"""
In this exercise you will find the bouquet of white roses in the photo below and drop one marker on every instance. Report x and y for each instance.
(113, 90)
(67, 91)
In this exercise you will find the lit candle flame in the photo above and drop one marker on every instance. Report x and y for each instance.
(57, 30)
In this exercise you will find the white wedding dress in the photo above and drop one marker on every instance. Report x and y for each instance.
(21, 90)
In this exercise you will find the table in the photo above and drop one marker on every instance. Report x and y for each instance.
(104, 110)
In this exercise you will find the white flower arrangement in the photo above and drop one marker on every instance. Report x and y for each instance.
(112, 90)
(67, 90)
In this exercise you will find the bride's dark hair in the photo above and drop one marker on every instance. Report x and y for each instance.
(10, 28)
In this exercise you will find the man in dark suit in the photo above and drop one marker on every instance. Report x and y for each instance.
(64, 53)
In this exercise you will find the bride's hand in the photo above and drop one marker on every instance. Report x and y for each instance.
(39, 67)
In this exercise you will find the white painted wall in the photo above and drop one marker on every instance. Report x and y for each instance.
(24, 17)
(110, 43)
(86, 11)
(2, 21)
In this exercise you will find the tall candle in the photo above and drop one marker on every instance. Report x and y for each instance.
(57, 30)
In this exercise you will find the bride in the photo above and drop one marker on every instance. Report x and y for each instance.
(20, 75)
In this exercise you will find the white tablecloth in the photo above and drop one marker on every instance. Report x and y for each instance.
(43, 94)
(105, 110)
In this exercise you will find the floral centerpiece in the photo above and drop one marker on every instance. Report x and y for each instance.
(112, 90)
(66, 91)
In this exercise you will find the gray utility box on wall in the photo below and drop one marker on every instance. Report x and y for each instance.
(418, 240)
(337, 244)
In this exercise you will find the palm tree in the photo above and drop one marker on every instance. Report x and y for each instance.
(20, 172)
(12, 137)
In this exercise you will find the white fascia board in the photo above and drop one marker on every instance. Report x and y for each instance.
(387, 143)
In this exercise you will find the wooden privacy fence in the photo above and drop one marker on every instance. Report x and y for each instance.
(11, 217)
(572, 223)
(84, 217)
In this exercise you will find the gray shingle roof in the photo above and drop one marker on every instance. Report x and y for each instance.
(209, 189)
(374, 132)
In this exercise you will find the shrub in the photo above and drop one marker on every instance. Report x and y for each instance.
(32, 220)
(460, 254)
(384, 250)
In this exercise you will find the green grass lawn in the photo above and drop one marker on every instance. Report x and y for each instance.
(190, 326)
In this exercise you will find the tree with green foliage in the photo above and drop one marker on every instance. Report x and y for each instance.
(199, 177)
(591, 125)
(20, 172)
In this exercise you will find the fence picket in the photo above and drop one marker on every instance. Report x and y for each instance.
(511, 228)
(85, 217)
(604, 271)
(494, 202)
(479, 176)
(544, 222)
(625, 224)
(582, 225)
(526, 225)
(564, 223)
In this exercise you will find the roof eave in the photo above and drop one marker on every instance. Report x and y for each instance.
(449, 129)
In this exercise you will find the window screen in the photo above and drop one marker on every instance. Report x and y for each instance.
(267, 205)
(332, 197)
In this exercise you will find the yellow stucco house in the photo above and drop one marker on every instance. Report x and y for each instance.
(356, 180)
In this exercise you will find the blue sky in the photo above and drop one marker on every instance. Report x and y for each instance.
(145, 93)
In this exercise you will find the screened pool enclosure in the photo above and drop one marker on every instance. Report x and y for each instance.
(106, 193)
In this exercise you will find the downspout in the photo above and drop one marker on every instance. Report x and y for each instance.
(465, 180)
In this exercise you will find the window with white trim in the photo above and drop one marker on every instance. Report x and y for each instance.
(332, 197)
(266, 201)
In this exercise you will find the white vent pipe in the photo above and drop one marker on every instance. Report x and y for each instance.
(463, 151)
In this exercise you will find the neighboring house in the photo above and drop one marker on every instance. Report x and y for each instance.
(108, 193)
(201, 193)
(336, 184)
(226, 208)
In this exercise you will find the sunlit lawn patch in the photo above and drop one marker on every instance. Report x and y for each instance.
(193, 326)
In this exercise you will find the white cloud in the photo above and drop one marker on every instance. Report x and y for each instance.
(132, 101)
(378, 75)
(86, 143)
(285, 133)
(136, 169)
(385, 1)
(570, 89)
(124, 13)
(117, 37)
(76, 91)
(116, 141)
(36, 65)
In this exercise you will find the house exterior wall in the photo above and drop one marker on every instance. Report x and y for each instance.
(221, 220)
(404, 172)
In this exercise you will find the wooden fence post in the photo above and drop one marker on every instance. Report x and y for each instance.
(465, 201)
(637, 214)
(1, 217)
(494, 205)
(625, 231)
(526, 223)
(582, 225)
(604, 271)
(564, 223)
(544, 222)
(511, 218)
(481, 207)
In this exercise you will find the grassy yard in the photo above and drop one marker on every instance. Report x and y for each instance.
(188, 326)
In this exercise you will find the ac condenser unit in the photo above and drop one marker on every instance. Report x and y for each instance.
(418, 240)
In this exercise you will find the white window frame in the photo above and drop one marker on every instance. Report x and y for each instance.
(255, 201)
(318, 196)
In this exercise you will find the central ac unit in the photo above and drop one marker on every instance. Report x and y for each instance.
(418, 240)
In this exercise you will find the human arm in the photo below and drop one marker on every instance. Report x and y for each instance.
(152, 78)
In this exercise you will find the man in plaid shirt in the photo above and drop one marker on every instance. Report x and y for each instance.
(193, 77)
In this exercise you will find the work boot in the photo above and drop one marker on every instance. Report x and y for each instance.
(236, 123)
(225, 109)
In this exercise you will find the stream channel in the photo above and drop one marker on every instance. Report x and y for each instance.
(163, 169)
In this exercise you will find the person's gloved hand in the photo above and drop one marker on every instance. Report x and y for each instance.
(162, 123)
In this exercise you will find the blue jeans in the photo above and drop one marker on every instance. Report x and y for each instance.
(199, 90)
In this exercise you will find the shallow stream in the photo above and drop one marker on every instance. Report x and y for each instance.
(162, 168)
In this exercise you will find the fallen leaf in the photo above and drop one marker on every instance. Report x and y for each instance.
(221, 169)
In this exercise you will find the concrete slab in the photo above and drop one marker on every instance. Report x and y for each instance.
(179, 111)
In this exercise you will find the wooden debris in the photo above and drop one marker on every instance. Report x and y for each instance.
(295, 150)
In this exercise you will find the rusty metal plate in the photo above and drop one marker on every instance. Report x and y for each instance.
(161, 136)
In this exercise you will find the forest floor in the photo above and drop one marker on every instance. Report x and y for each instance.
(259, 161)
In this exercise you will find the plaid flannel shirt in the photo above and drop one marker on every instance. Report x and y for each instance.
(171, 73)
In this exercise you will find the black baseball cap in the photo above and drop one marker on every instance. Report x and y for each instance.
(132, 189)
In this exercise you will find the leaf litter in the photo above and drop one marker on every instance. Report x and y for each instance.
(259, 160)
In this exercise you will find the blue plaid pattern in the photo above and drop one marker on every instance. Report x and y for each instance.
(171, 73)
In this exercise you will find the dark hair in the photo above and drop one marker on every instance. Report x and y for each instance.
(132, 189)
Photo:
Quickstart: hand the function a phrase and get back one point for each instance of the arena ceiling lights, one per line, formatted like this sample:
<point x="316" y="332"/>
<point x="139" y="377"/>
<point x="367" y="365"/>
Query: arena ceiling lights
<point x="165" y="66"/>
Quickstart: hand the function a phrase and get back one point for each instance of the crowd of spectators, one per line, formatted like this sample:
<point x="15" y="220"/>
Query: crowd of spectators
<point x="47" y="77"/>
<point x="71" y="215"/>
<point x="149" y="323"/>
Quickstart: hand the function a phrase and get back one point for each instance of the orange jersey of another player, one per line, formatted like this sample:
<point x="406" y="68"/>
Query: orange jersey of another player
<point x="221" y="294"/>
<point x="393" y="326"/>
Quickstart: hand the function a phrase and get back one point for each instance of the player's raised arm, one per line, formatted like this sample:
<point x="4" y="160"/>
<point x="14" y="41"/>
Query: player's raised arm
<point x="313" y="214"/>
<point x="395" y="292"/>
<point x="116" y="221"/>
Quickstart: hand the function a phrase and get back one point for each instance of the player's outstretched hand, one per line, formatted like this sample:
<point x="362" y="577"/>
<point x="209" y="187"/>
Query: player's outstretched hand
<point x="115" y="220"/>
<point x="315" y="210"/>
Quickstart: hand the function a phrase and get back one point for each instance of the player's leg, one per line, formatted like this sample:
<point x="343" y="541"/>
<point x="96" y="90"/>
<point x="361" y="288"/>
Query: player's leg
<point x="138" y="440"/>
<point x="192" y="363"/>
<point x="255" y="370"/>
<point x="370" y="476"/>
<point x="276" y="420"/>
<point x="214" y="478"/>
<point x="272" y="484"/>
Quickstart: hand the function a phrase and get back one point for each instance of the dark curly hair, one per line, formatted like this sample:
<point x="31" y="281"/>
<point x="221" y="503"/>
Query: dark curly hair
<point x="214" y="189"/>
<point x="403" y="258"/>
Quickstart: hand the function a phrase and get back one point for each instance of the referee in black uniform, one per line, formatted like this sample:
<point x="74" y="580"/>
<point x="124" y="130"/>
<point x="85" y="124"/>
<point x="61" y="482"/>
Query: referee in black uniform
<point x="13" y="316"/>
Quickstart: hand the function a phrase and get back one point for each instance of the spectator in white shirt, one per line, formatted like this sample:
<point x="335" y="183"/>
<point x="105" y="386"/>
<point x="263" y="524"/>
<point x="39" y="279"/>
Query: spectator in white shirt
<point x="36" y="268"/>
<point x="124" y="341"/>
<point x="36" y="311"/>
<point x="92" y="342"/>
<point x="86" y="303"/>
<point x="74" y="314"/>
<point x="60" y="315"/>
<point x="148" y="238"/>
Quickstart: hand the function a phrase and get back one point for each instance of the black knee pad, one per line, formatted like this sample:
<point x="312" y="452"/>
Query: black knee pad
"""
- **Task brief**: Where does the word "knee" appear in the listing? List each line that holds it.

- **Exercise output**:
Quickstart: hand the function a phrase and get back one point for each instance of the black knee pad, one per line, formatted like this sample:
Query: black knee pad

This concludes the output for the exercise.